Polymorphonuclear neutrophils are traditionally regarded as professional phagocytic and acute inflammatory cells that engulf the microbial pathogens (3). As an innate immune system response, antigen presentation triggers the adaptive immune system to activate cytotoxic T lymphocytes and induce B lymphocytes to secrete specific antibodies. Upon activation, neutrophils extruded their nuclear DNA and histones in association with the attached granule proteins to form neutrophil extracellular traps (NETs) to trap the environmental foreign invaders (4). However, granule proteins not only contribute to killing bacteria within the phagosome, but also are capable of inflicting tissue damage (5), which prompted us to explore the interaction of neutrophil granule proteins with adaptive immune cells and their contribution to sepsis-associated immunosuppression.
Pyroptosis is a type of programmed cell death mediated by caspase-dependent activation of members of the gasdermin family and inflammasome formation (6). In patients with sepsis, pyroptosis is observed in multiple immune cells (7). Our previous study revealed that a reduction in CD4^+^ T cells is central to the immunosuppression phase of sepsis and that the canonical pyroptosis pathway obliterates CD4^+^ T cells (8). NETs have already been verified to interact with the NLRP3 inflammasome in septic lung injury (9, 10). In this research, we aimed to explore the relationship between neutrophil granule proteins and sepsis-associated lymphopenia (SAL) and its interaction with CD4^+^ T-cell pyroptosis. We hypothesized that the level of neutrophil granule proteins may reflect the occurrence of SAL through the pyroptosis pathway of CD4^+^ T cells.
Materials and methods
Patients and study design
A prospective study was performed from May 2022 to October 2023 in the Department of Critical Care Medicine of Peking Union Medical College Hospital (PUMCH). The PUMCH institutional Ethic Committee approved this study (approval number JS-1170), and all patients enrolled in this study signed informed consent. The study was registered at the Chinese Clinical Trial Registry (ChiCTR-ROC-17010750).
The inclusion criteria were as follows: (1) ≥ 18 years old, (2) ICU (intensive care unit) stay time over 1 day, and (3) diagnosis of sepsis (see below). Patients had basic immunological diseases or malignant tumors were excluded. Sepsis was diagnosed according to the definition of the Third International Consensus (1); lymphopenia was diagnosed if the total lymphocyte count was < 1.1 × 10^9^/L according to the 2022 SAI expert consensus (11).
Outcome
Basic clinical evaluation and laboratory characteristics were collected on the first day of ICU admission. Basic clinical data, including age, sex, and basic information on immunological diseases and malignant tumors, were collected. Laboratory characteristics such as routine blood biochemistry, immunological parameters such as the peripheral blood lymphocyte count and lymphocyte subset counts, the SOFA (Sequential Organ Failure Assessment) score, and the APACHE (Acute Physiology and Chronic Health Evaluation) II score were recorded. Information on life-sustaining treatment, including the need for mechanical ventilation and renal replacement, was recorded. The follow-up data were 28-day mortality rate and ICU stay time.

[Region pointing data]
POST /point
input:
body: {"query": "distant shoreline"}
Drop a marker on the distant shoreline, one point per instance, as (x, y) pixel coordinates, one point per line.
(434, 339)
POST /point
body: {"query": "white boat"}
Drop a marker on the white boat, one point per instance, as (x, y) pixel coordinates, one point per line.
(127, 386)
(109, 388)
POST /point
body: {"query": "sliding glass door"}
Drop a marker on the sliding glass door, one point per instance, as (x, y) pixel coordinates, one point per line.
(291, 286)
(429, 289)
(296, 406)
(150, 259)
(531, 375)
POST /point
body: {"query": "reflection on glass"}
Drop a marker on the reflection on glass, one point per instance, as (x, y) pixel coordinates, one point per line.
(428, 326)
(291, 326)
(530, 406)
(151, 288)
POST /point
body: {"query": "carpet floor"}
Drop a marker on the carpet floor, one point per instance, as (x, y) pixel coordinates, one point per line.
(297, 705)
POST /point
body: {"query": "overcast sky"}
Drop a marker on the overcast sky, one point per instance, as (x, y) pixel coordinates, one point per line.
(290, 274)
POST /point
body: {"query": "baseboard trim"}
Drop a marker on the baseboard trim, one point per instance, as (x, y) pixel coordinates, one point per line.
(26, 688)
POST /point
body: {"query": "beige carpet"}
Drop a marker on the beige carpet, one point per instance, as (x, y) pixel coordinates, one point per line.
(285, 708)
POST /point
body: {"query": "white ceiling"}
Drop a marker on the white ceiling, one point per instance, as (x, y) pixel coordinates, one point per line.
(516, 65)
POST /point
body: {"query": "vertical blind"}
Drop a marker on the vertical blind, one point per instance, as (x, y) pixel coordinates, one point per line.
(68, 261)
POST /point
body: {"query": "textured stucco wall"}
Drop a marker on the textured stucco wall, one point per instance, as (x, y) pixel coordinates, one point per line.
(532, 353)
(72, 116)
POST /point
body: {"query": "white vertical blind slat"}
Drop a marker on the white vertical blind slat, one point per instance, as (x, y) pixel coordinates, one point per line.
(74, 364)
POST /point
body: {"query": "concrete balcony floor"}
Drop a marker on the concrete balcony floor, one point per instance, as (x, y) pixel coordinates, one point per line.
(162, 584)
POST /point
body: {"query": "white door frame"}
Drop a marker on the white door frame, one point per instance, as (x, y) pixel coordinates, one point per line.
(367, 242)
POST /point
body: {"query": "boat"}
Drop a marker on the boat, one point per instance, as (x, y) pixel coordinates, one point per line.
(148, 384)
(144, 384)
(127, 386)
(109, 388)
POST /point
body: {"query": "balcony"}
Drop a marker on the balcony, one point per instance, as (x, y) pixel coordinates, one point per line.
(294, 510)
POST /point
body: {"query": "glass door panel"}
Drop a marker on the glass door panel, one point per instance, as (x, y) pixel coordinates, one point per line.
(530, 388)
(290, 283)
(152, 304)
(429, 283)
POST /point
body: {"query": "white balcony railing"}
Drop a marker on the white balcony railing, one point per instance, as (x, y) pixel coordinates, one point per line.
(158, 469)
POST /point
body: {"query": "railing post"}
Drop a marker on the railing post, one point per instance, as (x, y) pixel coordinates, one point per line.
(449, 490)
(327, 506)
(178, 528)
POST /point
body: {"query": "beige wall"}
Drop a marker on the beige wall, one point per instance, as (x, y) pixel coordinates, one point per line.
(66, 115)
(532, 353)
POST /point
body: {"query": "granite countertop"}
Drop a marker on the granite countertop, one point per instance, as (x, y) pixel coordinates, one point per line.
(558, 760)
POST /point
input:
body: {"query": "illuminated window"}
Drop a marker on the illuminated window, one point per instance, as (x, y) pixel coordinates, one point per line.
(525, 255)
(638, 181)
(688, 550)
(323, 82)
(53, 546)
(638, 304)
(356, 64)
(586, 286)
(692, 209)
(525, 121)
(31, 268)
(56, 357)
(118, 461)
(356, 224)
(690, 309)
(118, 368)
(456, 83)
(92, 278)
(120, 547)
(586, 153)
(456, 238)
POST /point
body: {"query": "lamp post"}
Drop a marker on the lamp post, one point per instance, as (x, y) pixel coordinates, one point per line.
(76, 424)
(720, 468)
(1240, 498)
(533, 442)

§ **Assignment**:
In one to three sentences, explain what led the authors of the neutrophil and sepsis text to study how neutrophil granule proteins interact with adaptive immune cells.

§ **Exercise answer**:
Neutrophil granule proteins do more than help kill bacteria inside the phagosome. They can also inflict tissue damage. This led the authors to explore how these proteins interact with adaptive immune cells and how they contribute to sepsis-associated immunosuppression.